DATASET ENTRIES Start Marker

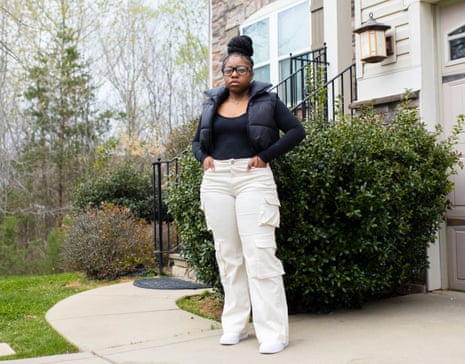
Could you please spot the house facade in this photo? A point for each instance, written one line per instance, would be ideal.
(427, 57)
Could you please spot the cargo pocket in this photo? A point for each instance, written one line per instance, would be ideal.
(266, 265)
(269, 213)
(202, 207)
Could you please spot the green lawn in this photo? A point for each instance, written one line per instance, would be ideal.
(24, 301)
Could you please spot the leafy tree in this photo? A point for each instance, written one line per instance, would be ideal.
(64, 129)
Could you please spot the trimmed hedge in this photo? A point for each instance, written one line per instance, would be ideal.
(361, 202)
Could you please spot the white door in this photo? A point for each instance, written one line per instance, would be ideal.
(452, 46)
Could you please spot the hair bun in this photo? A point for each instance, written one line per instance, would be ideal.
(241, 44)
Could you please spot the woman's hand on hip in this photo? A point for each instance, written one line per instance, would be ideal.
(256, 162)
(208, 163)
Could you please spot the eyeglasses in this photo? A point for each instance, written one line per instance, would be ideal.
(241, 70)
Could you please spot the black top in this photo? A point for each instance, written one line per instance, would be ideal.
(230, 138)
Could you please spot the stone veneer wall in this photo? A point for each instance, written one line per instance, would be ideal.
(226, 18)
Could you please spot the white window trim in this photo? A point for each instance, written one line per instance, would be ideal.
(270, 11)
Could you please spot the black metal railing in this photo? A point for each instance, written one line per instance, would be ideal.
(165, 239)
(304, 70)
(332, 97)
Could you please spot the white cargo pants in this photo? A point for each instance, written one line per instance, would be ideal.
(242, 209)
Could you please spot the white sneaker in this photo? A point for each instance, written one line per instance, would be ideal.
(271, 348)
(232, 338)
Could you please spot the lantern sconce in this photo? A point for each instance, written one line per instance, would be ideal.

DATASET ENTRIES End Marker

■ **THE PROBLEM**:
Set the records down again exactly as given, and leave the pictures out.

■ **EXERCISE OUTPUT**:
Could you please spot the house facade in this photo? A point for each instance, written one line per instance, would be ideal.
(427, 57)
Could you please spot the cargo pocket in this photo? A point for each instance, written one line per instance, would be ideal.
(266, 265)
(269, 213)
(202, 207)
Could you please spot the green lawn in this photo? A point for each instance, written one line per instance, would be ideal.
(24, 301)
Could you please spot the leafy tree in this photo? A point for each instance, written one line per instance, would be ideal.
(64, 129)
Could you please spot the trimmed hedge in this photo? A point for each instance, written one line per instance, would be ideal.
(361, 202)
Could you please spot the white door in this photo? A point for each instance, written one line per instance, would be ideal.
(452, 46)
Could you please spot the hair bun in this photo? A point for each instance, written one line per instance, would be ideal.
(241, 44)
Could you please spot the woman's hand on hip in this photo? A point for each instance, written one line per instance, would be ideal.
(256, 162)
(208, 163)
Could you please spot the eyeglasses in this photo? A point for each instance, written one line per instance, would be ideal.
(241, 70)
Could you please spot the black top in this photo? A point for each instance, written one line per instance, would be ideal.
(230, 138)
Could you please spot the stone veneer wall in this photo? A point for each instance, written one line per instance, would be ideal.
(226, 18)
Could you please spot the white window trim in this photo? A point for each instance, written one line per instance, would be ideal.
(270, 11)
Could you please spot the black metal railing in this photo? A point for each instance, written one line per instance, would be ideal.
(165, 239)
(304, 70)
(332, 97)
Could you please spot the white cargo pants in this photo? A point for each instance, written one line per instance, would be ideal.
(242, 209)
Could you please spot the white sneaker in this photo? A point for each instance, written one line per instance, would be ideal.
(271, 348)
(232, 338)
Could you please spot the lantern sconce in this photo? A point for each instance, written one line per instance, would be ideal.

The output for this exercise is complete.